→ Written problem
Could you return the stretch of records below from the line containing "output x=17, y=112." through the line containing "x=187, y=153", both ends included, copied character for character and with no other lines?

→ Raw data
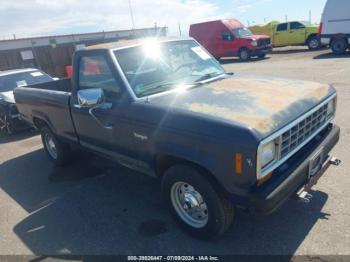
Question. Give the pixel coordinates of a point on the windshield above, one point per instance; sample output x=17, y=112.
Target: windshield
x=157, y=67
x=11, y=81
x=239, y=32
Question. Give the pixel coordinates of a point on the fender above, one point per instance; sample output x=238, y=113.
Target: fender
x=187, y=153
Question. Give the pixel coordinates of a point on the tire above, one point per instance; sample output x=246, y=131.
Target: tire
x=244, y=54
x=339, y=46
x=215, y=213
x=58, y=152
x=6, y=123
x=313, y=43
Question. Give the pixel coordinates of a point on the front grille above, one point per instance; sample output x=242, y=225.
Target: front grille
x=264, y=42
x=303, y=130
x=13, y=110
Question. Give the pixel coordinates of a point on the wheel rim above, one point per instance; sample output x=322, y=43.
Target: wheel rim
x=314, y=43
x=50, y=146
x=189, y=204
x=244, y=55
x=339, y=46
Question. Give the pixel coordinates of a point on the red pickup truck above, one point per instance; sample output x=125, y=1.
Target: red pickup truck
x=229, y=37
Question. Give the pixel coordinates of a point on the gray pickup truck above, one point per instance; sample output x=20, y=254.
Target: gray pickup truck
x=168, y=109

...

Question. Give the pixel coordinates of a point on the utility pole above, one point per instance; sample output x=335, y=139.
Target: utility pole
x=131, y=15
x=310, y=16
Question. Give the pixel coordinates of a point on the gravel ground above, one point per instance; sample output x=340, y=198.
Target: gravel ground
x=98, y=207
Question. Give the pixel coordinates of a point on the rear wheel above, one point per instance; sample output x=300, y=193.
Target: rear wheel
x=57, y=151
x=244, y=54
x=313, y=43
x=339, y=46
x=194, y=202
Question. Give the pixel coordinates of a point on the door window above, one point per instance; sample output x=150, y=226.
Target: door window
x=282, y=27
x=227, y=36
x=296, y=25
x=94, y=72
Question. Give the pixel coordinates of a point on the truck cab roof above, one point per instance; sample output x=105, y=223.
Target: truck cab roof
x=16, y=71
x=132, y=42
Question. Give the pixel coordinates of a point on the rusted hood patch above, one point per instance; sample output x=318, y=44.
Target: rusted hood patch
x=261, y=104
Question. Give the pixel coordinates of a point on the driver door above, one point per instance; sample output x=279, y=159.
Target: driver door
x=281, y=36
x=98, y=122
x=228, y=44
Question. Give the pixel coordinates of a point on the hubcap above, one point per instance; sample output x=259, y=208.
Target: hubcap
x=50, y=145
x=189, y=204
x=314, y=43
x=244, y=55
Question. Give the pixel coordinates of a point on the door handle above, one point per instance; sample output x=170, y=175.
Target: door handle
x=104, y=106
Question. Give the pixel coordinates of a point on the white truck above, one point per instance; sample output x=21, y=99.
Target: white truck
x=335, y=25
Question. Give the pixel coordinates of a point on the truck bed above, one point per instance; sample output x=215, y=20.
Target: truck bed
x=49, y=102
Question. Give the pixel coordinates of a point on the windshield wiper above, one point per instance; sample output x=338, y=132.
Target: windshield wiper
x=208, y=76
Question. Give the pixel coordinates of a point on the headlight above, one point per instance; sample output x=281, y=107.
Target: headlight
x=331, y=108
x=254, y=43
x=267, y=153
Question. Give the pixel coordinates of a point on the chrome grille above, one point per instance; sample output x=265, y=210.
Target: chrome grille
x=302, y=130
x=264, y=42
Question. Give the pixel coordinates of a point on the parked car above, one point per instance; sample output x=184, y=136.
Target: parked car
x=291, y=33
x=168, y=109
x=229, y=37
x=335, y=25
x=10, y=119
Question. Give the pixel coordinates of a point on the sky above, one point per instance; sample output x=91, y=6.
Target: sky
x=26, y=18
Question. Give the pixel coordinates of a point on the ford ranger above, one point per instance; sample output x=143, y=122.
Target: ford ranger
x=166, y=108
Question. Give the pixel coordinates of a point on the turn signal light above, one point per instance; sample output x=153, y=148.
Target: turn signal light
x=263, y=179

→ Task response
Question. Give the pixel coordinates of a point on the windshield above, one point per instance; sample output x=17, y=112.
Target: windshield
x=157, y=67
x=11, y=81
x=239, y=32
Question. Give the pixel coordinates of a point on the fender above, one point per instance; sample output x=238, y=113.
Target: fender
x=187, y=153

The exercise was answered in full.